Aim:
Write out the stretch of the records from the start through the line containing "150], [699, 245]]", keeping both ends and leaving out the pictures.

Pointing and labeling entries:
──────────

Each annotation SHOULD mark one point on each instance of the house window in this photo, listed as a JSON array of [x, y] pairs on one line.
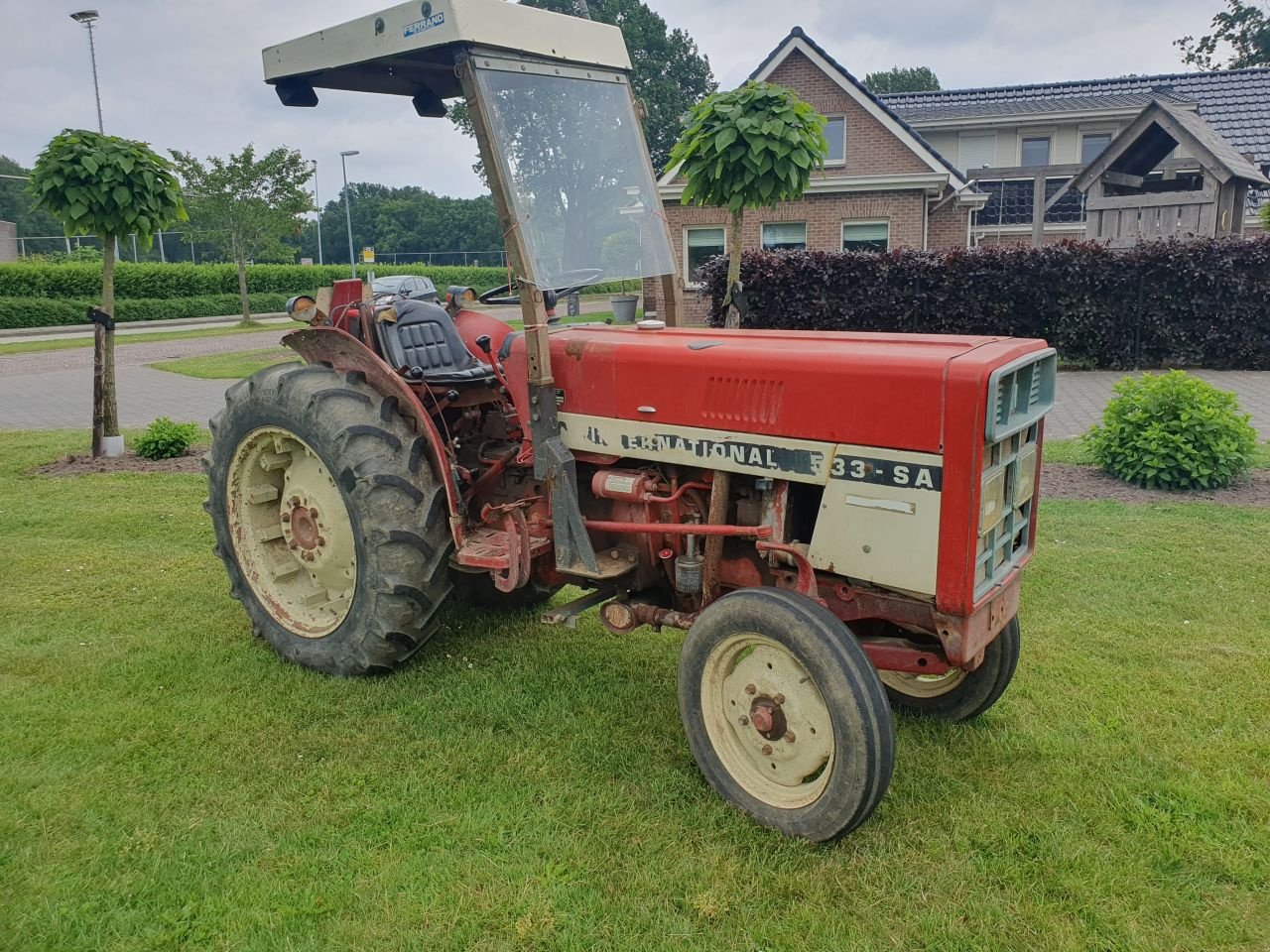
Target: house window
[[835, 131], [974, 153], [784, 236], [1092, 145], [865, 235], [1035, 150], [699, 245]]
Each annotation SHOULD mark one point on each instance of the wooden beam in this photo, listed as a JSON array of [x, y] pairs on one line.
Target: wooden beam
[[1120, 178], [1039, 211]]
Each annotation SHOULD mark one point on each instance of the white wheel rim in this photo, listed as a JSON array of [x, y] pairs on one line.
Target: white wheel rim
[[744, 675], [291, 532], [924, 685]]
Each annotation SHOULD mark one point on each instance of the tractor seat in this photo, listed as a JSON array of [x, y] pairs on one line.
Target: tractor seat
[[423, 344]]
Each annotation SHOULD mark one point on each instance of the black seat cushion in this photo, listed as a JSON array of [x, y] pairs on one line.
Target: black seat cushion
[[425, 344]]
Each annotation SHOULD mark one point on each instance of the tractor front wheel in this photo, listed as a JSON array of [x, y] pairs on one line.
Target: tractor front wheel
[[785, 714], [327, 518], [957, 694]]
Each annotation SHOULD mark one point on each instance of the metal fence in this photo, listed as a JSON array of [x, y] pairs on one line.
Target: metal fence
[[185, 246]]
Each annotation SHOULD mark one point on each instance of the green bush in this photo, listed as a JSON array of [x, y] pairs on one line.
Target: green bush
[[46, 312], [1173, 430], [166, 439]]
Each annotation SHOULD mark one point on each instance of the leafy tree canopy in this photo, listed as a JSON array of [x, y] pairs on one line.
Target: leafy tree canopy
[[1241, 32], [105, 185], [668, 73], [245, 203], [903, 79]]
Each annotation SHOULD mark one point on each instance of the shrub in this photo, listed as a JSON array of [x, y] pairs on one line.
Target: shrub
[[166, 439], [1173, 430], [1160, 303]]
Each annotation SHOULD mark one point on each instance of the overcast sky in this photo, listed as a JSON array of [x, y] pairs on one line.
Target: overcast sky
[[186, 73]]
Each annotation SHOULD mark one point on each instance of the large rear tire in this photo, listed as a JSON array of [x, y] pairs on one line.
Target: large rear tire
[[785, 715], [330, 525], [959, 696]]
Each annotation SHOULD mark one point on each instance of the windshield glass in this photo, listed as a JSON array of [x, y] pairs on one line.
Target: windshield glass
[[388, 286], [581, 188]]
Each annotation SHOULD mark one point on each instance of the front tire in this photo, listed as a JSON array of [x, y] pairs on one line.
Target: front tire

──────────

Response for this exercise:
Each annotation SHOULD mark one point on each instance of the house window in this photo, listed as a JSON array of [x, y] pairs on one line.
Target: house window
[[835, 131], [974, 153], [784, 236], [1092, 145], [865, 235], [1035, 150], [699, 245]]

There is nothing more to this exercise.